Избранный отрывок:
=-=-=

Но прежде, чем покончить с этим рассказом о гонениях со стороны Нерона, мы считаем нужным сделать несколько замечаний, которые помогут нам устранить затруднения, возникающие в нашем уме при чтении этого рассказа, и которые бросают некоторый свет на последующую историю церкви.
1. Самая недоверчивая критика вынуждена признать достоверность этого необыкновенного происшествия и неподдельность знаменитых слов Тацита. Первая подтверждается усидчивым и аккуратным Светонием, упоминающим о наказании, которому Нерон подвергнул христиан, — эту секту людей, усвоивших новое и преступное суеверие. А вторая доказывается согласием слов Тацита с самыми древними рукописями, неподражаемым характером стиля этого писателя, его репутацией, предохранившей текст его сочинений от искажений в интересах благочестия, и, наконец, самим содержанием его повествования, обвиняющего первых христиан в самых ужасных преступлениях, но не делающего намеков на то, чтобы обладание какой-либо чудотворной или даже магической силой ставило их выше остального человеческого рода.

=-=-=

Данные референтных выражений по фотографиям
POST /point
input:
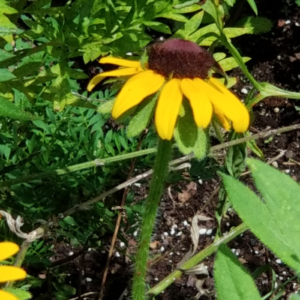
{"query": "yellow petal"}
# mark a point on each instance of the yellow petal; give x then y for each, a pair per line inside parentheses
(135, 90)
(120, 62)
(199, 101)
(7, 296)
(222, 120)
(8, 273)
(119, 72)
(167, 109)
(7, 249)
(227, 104)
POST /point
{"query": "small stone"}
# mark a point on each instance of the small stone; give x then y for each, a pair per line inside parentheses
(244, 91)
(209, 231)
(278, 261)
(202, 231)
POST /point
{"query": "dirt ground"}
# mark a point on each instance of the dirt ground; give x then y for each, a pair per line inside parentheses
(275, 59)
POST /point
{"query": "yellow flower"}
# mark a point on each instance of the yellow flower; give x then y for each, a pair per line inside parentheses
(177, 68)
(9, 273)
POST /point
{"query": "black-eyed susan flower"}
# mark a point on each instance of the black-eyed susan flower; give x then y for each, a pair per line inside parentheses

=-=-=

Вопросы к тексту:
**A)** Продублируйте без изменений часть отрывка о гонениях Нерона между словами «Но прежде, чем» и «последующую историю церкви.» включительно.
**B)** Какими доводами в отрывке о гонениях Нерона доказывается неподдельность слов Тацита? Перечислите их все.
Записи представляют собой самостоятельный материал и к отрывку не относятся.

Ответы на задания:
**A)**
Но прежде, чем покончить с этим рассказом о гонениях со стороны Нерона, мы считаем нужным сделать несколько замечаний, которые помогут нам устранить затруднения, возникающие в нашем уме при чтении этого рассказа, и которые бросают некоторый свет на последующую историю церкви.

**B)**
- Согласие слов Тацита с самыми древними рукописями.
- Неподражаемый характер стиля этого писателя.
- Его репутация, предохранившая текст его сочинений от искажений в интересах благочестия.
- Само содержание его повествования, которое обвиняет первых христиан в самых ужасных преступлениях, но не намекает на то, чтобы обладание какой-либо чудотворной или даже магической силой ставило их выше остального человеческого рода.